(INPUT Opens)

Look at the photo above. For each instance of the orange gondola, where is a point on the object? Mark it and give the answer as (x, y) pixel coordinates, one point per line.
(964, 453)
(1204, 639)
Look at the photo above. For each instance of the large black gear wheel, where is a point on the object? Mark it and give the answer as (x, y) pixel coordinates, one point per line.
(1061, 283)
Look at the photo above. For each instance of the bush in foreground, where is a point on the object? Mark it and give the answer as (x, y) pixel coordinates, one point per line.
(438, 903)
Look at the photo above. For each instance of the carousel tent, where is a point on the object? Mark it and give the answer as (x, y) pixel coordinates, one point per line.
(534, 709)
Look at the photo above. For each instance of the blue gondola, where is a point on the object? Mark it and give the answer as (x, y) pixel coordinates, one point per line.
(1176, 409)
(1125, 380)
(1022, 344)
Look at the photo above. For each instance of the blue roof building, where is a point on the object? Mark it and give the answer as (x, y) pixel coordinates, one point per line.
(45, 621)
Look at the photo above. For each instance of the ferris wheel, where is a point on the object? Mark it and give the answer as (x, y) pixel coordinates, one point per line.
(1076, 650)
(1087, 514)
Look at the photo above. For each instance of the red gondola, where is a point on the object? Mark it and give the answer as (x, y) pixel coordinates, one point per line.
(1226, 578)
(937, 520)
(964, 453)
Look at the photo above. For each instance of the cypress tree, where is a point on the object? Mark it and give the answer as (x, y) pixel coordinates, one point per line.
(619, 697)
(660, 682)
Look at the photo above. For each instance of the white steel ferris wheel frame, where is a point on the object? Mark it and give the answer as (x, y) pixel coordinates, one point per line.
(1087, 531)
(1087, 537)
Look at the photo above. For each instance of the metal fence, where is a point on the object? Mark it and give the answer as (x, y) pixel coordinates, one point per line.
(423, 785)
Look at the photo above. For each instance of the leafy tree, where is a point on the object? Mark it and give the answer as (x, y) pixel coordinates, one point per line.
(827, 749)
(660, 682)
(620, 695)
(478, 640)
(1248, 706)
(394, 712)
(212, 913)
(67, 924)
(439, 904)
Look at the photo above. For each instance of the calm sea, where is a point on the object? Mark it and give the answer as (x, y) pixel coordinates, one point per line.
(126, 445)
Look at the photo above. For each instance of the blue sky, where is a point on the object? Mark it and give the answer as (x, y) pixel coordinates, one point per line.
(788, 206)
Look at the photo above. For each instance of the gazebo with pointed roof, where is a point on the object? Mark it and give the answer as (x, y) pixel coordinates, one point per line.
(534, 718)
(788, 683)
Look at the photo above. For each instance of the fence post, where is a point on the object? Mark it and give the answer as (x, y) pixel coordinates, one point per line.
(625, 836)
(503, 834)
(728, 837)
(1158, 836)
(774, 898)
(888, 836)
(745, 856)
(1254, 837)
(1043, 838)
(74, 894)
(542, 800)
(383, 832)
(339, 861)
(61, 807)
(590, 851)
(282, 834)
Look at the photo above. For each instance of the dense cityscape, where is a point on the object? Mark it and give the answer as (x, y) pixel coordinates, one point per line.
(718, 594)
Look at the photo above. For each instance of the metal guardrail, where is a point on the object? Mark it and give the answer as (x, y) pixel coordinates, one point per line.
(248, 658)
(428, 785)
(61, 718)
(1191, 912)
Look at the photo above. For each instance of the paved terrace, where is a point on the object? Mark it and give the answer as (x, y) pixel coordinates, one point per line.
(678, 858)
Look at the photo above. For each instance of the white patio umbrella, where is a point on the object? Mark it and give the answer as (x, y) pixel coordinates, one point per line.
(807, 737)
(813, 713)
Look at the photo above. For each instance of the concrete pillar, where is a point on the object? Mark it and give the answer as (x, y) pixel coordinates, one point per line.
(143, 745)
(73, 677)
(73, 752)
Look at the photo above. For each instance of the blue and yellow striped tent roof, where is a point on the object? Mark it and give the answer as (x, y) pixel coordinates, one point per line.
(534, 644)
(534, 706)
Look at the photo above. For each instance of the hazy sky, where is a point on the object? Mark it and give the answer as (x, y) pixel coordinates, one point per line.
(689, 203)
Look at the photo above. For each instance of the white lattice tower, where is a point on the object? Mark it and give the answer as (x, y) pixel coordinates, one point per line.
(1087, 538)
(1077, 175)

(INPUT Closes)

▶ WHAT THIS TASK INVOLVES
Extract all of the data shown above without alteration.

▶ YOUR SOLUTION
Look at the photo above. For each instance of the orange gondola, where is a point on the object? Mark it and give the answer as (x, y) pixel coordinates, one point per line.
(964, 453)
(1204, 639)
Look at the photo above. For each instance of the large black gear wheel, where is a point on the object? Mark it and give the answer as (x, y) pixel coordinates, one point per line.
(1061, 283)
Look at the photo above. For each instance of the bush in foreground, where is a point on the object? Mark it and give the answer as (x, y) pixel coordinates, one point per line.
(438, 903)
Look at the photo above. For each instance of the carousel tent, where is a point on the object? Mark it and give the answer as (x, y) pixel coordinates, one point per line.
(534, 709)
Look at the photo above. For each instance of the blue gondola, where is a point on the object? Mark it and give the answer as (x, y) pixel coordinates, one point per line.
(1176, 409)
(1125, 380)
(1022, 344)
Look at the photo above. For each instance of the blue roof building, where is a point on the object? Mark it and give the answer as (x, y) pixel coordinates, one point per line.
(45, 621)
Look at the photo above. For each instance of the ferris wheel, where is a point on the object? Mark it and give the answer as (x, y) pixel coordinates, one point per line.
(1076, 650)
(1087, 514)
Look at the photo above. For each instance of the red gondola, where is a point on the object? Mark it and give the answer as (x, y) pixel coordinates, one point per line.
(1226, 578)
(937, 520)
(964, 453)
Look at the photo above. For each instance of the cypress tree, where is a point on the object? Mark it and give the answer as (x, y) pixel coordinates, one point per line.
(619, 697)
(660, 682)
Look at the photo above. For each instance of the white steel ferris wheel frame, where is a point on the object? Mark it and give the answer as (x, y) pixel coordinates, one point per line.
(1087, 531)
(1087, 537)
Look at the photo above. For each instance of the metal fence, where is a point on the object? Mark it and give the answer as (x, y) pixel coordinates, one point per line.
(423, 785)
Look at the photo above. For each instance of the leafy tree, where is a point on the object? Mark it and give the answer as (x, y) pixel coordinates, one point per line.
(827, 749)
(660, 682)
(620, 695)
(478, 640)
(1248, 706)
(394, 712)
(212, 913)
(67, 924)
(439, 904)
Look at the photo above. For each instance of the calm sea, where is a point on the object? Mark it and give the answer as (x, y) pixel coordinates, one point per line.
(126, 445)
Look at the photo above. For each instance of the blue sky, where is a point on the object? Mark it and give the answer as (x, y) pixel coordinates, one point per line.
(788, 206)
Look at the photo above. For each instance of the gazebo with pointed roof, where is a point on the object? Mark it and give the answer as (x, y) pixel coordinates, one point per line.
(534, 718)
(788, 683)
Look at the photo above. For each instance of the fence post, where is a point on the object? Mark it and give the answer as (x, y) pixel coordinates, one point per line.
(625, 836)
(503, 834)
(728, 837)
(1158, 836)
(774, 898)
(888, 836)
(745, 856)
(1254, 837)
(1043, 838)
(74, 894)
(542, 800)
(383, 832)
(339, 861)
(61, 807)
(590, 851)
(282, 834)
Look at the photo above. For each instance of the dense cityscape, where is a point on the object? Mark it and give the answer as (x, y) pixel coordinates, one point per line.
(718, 594)
Look at the photo above. For each instance of the metal guardrail, where is a point on the object? Mark it and give the answer as (x, y) pixel coordinates, one point per line.
(248, 658)
(428, 785)
(61, 718)
(1191, 912)
Look at the photo above. For each instance of the paved terrace, where is a point on the object? Mark it and give the answer as (x, y) pixel coordinates, one point per line.
(678, 858)
Look at the photo above. For each instance of the white patio umbrella, where is a point on the object? Mark it and give the answer as (x, y) pixel coordinates, one point per line.
(807, 737)
(813, 713)
Look at the photo above. For each instance of the concrete pillar, where is a point on the object? Mark it and give the answer as (x, y) pixel coordinates, one point per line.
(143, 745)
(73, 677)
(73, 752)
Look at the photo above. For each instance of the blue and yellow striped tent roof, where is a point on the object? Mark it and give the answer as (x, y) pixel coordinates, one point per line.
(534, 644)
(534, 706)
Look at the photo above. For each instance of the hazy sky, where is a point on the object? Mark it and give the answer as (x, y) pixel coordinates, one point per line.
(689, 203)
Look at the photo above. For each instance of the white lattice tower, where is a point on the object? Mark it and give the answer as (x, y) pixel coordinates, one point per line.
(1087, 538)
(1077, 175)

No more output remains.